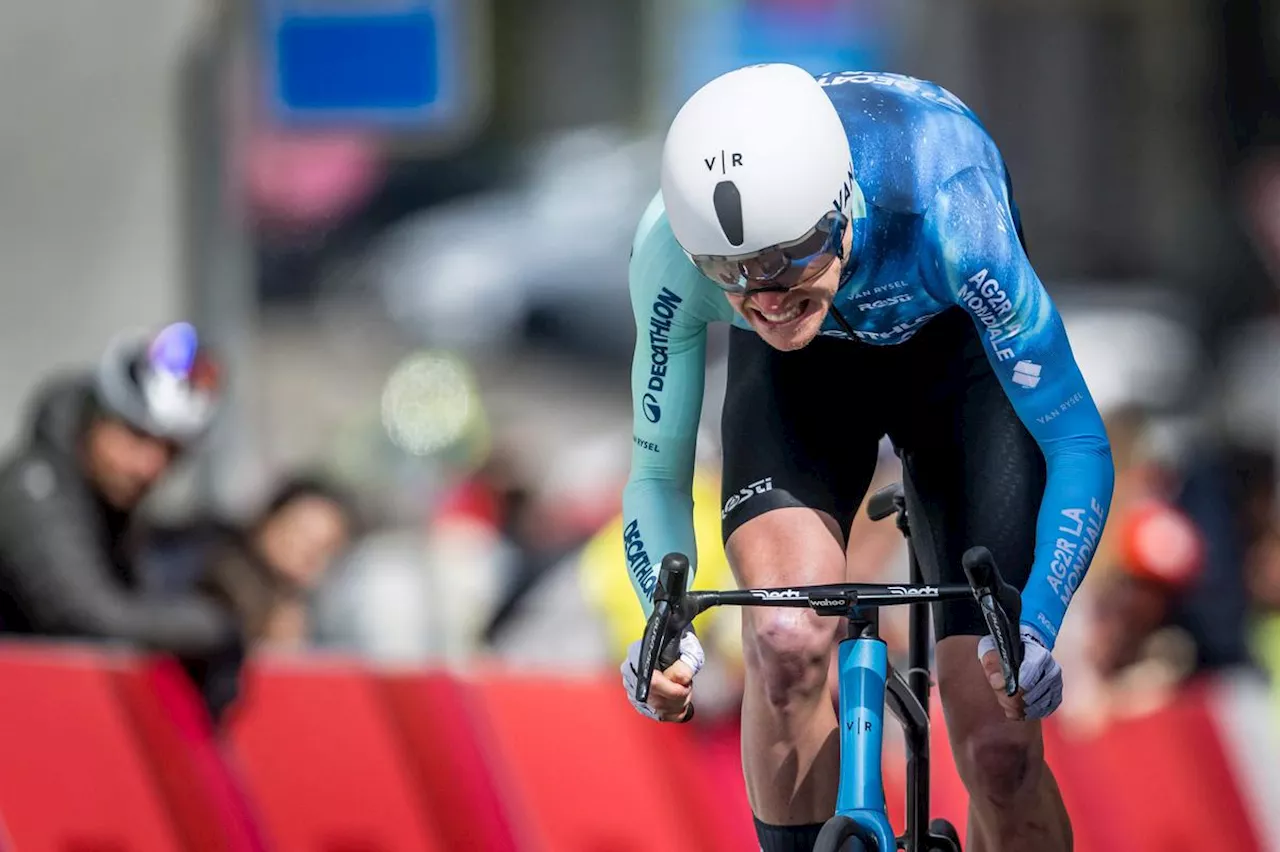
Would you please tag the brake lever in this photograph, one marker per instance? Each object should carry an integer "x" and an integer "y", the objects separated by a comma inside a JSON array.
[
  {"x": 661, "y": 645},
  {"x": 1001, "y": 608}
]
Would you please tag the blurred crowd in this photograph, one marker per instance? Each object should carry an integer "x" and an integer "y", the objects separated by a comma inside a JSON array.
[{"x": 512, "y": 567}]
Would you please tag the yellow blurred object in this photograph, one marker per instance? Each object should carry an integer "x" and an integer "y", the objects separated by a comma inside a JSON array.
[{"x": 607, "y": 587}]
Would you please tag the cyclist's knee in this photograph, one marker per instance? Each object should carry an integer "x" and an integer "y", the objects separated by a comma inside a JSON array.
[
  {"x": 999, "y": 761},
  {"x": 790, "y": 650}
]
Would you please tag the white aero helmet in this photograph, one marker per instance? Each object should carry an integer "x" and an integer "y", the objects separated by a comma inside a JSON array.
[{"x": 758, "y": 179}]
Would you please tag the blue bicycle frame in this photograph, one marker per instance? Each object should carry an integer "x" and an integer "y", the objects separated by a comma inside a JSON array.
[
  {"x": 867, "y": 687},
  {"x": 863, "y": 673}
]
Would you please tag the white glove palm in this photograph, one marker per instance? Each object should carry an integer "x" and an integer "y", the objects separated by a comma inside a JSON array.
[
  {"x": 671, "y": 690},
  {"x": 1040, "y": 678}
]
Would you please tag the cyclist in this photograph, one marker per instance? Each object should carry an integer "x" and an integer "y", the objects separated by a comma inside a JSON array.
[{"x": 858, "y": 233}]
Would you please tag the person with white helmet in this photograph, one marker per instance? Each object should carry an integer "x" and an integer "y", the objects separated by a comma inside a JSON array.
[{"x": 859, "y": 234}]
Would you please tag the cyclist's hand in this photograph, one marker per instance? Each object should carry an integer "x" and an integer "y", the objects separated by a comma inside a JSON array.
[
  {"x": 671, "y": 692},
  {"x": 1040, "y": 679}
]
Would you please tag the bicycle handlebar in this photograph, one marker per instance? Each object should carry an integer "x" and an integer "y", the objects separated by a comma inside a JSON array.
[{"x": 675, "y": 608}]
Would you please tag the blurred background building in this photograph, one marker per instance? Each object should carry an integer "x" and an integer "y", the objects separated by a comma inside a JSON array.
[{"x": 405, "y": 225}]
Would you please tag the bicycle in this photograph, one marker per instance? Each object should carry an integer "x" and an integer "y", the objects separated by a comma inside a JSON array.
[{"x": 865, "y": 682}]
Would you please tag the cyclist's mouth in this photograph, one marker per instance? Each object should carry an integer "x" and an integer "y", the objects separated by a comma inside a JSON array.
[{"x": 780, "y": 316}]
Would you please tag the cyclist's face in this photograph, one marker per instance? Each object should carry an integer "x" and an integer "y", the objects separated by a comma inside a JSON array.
[{"x": 791, "y": 320}]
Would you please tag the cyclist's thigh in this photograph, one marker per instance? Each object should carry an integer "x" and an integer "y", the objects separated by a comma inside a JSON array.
[
  {"x": 796, "y": 463},
  {"x": 973, "y": 473}
]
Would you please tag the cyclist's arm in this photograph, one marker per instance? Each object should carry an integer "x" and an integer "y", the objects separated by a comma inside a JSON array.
[
  {"x": 982, "y": 266},
  {"x": 672, "y": 307}
]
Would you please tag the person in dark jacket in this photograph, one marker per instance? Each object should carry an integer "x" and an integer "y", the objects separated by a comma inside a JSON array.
[
  {"x": 266, "y": 572},
  {"x": 68, "y": 494}
]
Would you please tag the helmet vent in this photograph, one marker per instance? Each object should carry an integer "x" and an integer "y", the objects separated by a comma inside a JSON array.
[{"x": 728, "y": 210}]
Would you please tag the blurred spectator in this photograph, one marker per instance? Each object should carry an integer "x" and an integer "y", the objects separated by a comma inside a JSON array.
[
  {"x": 1264, "y": 580},
  {"x": 1124, "y": 651},
  {"x": 99, "y": 441},
  {"x": 268, "y": 572},
  {"x": 1160, "y": 557}
]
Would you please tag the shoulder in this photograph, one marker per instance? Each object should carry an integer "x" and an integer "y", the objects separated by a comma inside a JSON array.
[
  {"x": 662, "y": 274},
  {"x": 908, "y": 136}
]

········

(AIM OF THE TASK):
Please copy every item above word for word, leaving out the pictures.

(SOLUTION):
Would you please tag the brake lever in this photograph, one marker per instance? Each object should carry an integer "x" and an integer "y", the objects separated by a comma inside a JSON array.
[
  {"x": 661, "y": 645},
  {"x": 1001, "y": 608}
]
Would you please tag the blurred crowd in this photograph, one marker per instance? Each object should carry an integer "x" and an integer "y", the objects separated by a comma inside a JSON array.
[{"x": 512, "y": 567}]
Would you please tag the yellow blurred object in this photograph, one marker per instance? Each object should carry an integer "x" and an integer "y", the objects separated by a comma inside a JSON array.
[{"x": 607, "y": 587}]
Would you please tag the cyclist's knee in this photograph, one marker per instance? Each object should carry an integer "x" and an integer "y", the objects separated by a comma inside a JSON array.
[
  {"x": 999, "y": 761},
  {"x": 790, "y": 650}
]
Would you please tag the white aero helmet in this photograph, one marker per instance? Each object should carry an integer "x" and an integer "y", the objects separated by a comma inside a JSON array.
[{"x": 758, "y": 179}]
Would you please tag the blue bicycle frame in this photograph, one marker per instance? Each object should carry an integer "x" and an integer "y", the objects separated by a comma inside a JSON array.
[
  {"x": 867, "y": 687},
  {"x": 863, "y": 673}
]
Would you please tag the white glove palm in this photograph, one marker per instance? Each object should carry an integer "x" and an integer "y", the objects separated by a comma inside a JSON array.
[
  {"x": 671, "y": 690},
  {"x": 1040, "y": 678}
]
Would you please tag the cyclist in this photograph, one marker per instance? Each object should carry an integer "x" and an integer "y", the objects separated by a comma inside a JSON array.
[{"x": 858, "y": 233}]
Would you please tag the person with white helmet in this photograph, one marker per instance? Each object should carry an integer "x" and an integer "y", the objects separated by a comma inside a JSON array.
[{"x": 859, "y": 234}]
Would you please tag the cyclist's hand in this photograph, one marker per instance? Each object should carry an integer "x" and an integer "y", the objects separated by a comma inside a JSON array.
[
  {"x": 671, "y": 692},
  {"x": 1040, "y": 679}
]
Would you please tag the bicycle handlebar in this photograph, one marker per instance? Each object should carry an integer "x" and an integer "y", the objects separated by a comma inside a JSON array.
[{"x": 675, "y": 608}]
Would you please tag the blurred background building in this photograph, one marker per instance? Each object should carry an integer "x" and an integer "y", the objects separated by a comma inside a JSON array.
[{"x": 405, "y": 225}]
Would you please tag the bicycle in this photograph, one marker per instance? Each object should carry an integer "x" and an integer "y", the objects separated by a comma inside a JSON array.
[{"x": 865, "y": 682}]
Would you please tag the cyclist's mouth in this photograph, one marker per instance? Each object should carry an integer "x" and an integer "y", the objects separated by a comma inside a JSON array.
[{"x": 780, "y": 316}]
Would you please tag the cyclist's face in this photograph, one marker per instance? Each object should carry an integer "x" and an integer "y", the objects separated by a comma inside a JSON array.
[{"x": 791, "y": 320}]
Would you please tag the cyclist's thigh in this photograph, one marker per instance? Each object should carry an integer "x" and an integer "y", the objects separated by a comma inside a JSON array.
[
  {"x": 796, "y": 463},
  {"x": 973, "y": 473}
]
Would you please tag the cyclist's arm in this photograph, one marker per instance? Each object should carry an integer "x" and an integer "y", the objects separated by a comma inside a JSON array.
[
  {"x": 982, "y": 266},
  {"x": 672, "y": 307}
]
Would you please tag the person in dark jacket in this photograph, one marker per instance? Each object should carry an integer "x" and an integer "y", the objects separated by a comma inside a JSON array.
[
  {"x": 266, "y": 572},
  {"x": 68, "y": 494}
]
Would you please tag the helmet vent in this photograph, one marker per instance? Each object should carry an integer "x" and an integer "y", the objects separated by a comma inside a JSON array.
[{"x": 728, "y": 210}]
Would you please tag the blurred spectator in this photograph, one marker per instance? Each object should carry an integer "x" and an integer "y", the objects separated by a comma inside a JSON array.
[
  {"x": 1264, "y": 580},
  {"x": 1124, "y": 651},
  {"x": 99, "y": 441},
  {"x": 268, "y": 572},
  {"x": 1160, "y": 557}
]
Would you please tag the shoulder in this photograph, one marker per instance? Each object should carry an integer "x" and an integer "y", the objects separated by a comma inside a JSON array.
[
  {"x": 662, "y": 274},
  {"x": 908, "y": 136}
]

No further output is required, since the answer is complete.